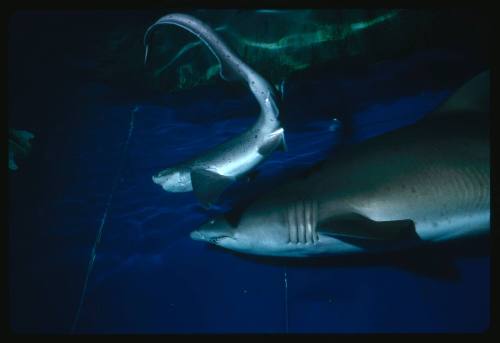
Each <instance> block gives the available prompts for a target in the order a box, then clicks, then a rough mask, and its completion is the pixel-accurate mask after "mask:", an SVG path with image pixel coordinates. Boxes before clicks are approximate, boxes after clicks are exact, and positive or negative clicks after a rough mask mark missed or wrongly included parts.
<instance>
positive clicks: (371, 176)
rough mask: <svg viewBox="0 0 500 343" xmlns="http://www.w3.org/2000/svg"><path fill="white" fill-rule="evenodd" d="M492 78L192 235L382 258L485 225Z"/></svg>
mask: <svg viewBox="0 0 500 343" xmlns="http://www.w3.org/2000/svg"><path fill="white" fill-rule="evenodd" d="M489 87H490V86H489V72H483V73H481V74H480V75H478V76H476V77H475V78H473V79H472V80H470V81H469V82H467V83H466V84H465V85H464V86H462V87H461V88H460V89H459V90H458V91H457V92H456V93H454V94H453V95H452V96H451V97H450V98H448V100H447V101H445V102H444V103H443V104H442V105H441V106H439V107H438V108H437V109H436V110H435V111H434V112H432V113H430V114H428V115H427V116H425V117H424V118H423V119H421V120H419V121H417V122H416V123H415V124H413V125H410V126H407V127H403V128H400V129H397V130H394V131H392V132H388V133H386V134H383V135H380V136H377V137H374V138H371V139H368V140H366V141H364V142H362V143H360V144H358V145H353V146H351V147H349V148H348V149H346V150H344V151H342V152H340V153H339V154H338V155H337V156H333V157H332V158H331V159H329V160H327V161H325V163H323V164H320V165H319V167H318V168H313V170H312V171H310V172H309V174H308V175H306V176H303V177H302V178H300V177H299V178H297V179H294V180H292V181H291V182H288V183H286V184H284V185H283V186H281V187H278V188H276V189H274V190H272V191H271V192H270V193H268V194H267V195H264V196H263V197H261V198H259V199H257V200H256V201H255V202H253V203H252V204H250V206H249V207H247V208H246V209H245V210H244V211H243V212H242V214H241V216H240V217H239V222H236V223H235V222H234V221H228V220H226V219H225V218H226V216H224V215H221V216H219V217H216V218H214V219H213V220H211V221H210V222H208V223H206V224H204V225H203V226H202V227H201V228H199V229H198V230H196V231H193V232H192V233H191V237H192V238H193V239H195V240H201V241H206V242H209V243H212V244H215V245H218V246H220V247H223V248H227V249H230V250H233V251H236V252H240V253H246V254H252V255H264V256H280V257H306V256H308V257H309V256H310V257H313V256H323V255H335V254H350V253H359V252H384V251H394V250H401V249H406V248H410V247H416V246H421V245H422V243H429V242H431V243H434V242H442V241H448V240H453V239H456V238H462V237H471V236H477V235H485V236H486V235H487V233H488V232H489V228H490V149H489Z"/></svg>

○ ○ ○ ○ ○ ○ ○

→ **Task prompt**
Put all of the material above into a two-column CSV with the header row request,mask. Give one row per request, with the request text and its answer each in a double-quoted field, line breaks replaced by spaces, and the pictures left out.

→ **Answer to this exercise**
request,mask
"Each <instance> block gives the available prompts for a target in the order a box, then clicks, then a rough mask, and its completion is the pixel-accurate mask after ""mask:"", an SVG path with image pixel coordinates. Boxes before clicks are approximate, boxes after clicks are exact, and positive or negative clicks after a rough mask mark missed or wrongly included parts. <instance> positive clicks: (371, 176) rough mask: <svg viewBox=""0 0 500 343"" xmlns=""http://www.w3.org/2000/svg""><path fill=""white"" fill-rule=""evenodd"" d=""M492 78L192 235L382 258L485 225Z""/></svg>","mask: <svg viewBox=""0 0 500 343"" xmlns=""http://www.w3.org/2000/svg""><path fill=""white"" fill-rule=""evenodd"" d=""M489 87H490V86H489V72H483V73H481V74H480V75H478V76H476V77H475V78H473V79H472V80H470V81H469V82H467V83H466V84H465V85H464V86H462V87H461V88H460V89H459V90H458V91H457V92H456V93H454V94H453V95H452V96H451V97H450V98H448V100H447V101H445V102H444V103H443V104H442V105H441V106H439V107H438V108H437V109H436V110H435V111H434V112H432V113H430V114H428V115H427V116H425V117H424V118H423V119H421V120H419V121H417V122H416V123H415V124H413V125H410V126H407V127H403V128H400V129H397V130H394V131H392V132H388V133H386V134H383V135H380V136H377V137H374V138H371V139H368V140H366V141H364V142H362V143H360V144H358V145H353V146H351V147H349V148H348V149H346V150H344V151H342V152H340V153H339V154H338V155H337V156H333V157H332V158H331V159H329V160H327V161H325V163H323V164H320V165H319V167H318V168H313V170H312V171H310V172H309V174H308V175H306V176H303V177H302V178H300V177H299V178H297V179H294V180H292V181H291V182H288V183H286V184H284V185H283V186H281V187H278V188H276V189H274V190H272V191H271V192H270V193H268V194H267V195H264V196H263V197H261V198H259V199H257V200H256V201H255V202H253V203H252V204H250V206H249V207H247V208H246V209H245V210H244V211H243V212H242V214H241V216H240V217H239V222H236V223H235V222H234V221H228V220H226V219H225V218H226V216H224V215H221V216H219V217H216V218H214V219H213V220H211V221H210V222H208V223H206V224H204V225H203V226H202V227H201V228H199V229H198V230H196V231H193V232H192V233H191V237H192V238H193V239H195V240H201V241H206V242H209V243H212V244H215V245H218V246H220V247H223V248H227V249H230V250H233V251H236V252H240V253H246V254H252V255H264V256H280V257H306V256H308V257H309V256H310V257H313V256H323V255H335V254H350V253H359V252H384V251H394V250H401V249H406V248H410V247H416V246H421V245H422V243H429V242H431V243H434V242H442V241H448V240H453V239H456V238H462V237H471V236H477V235H485V236H486V235H487V233H488V232H489V228H490V149H489Z""/></svg>"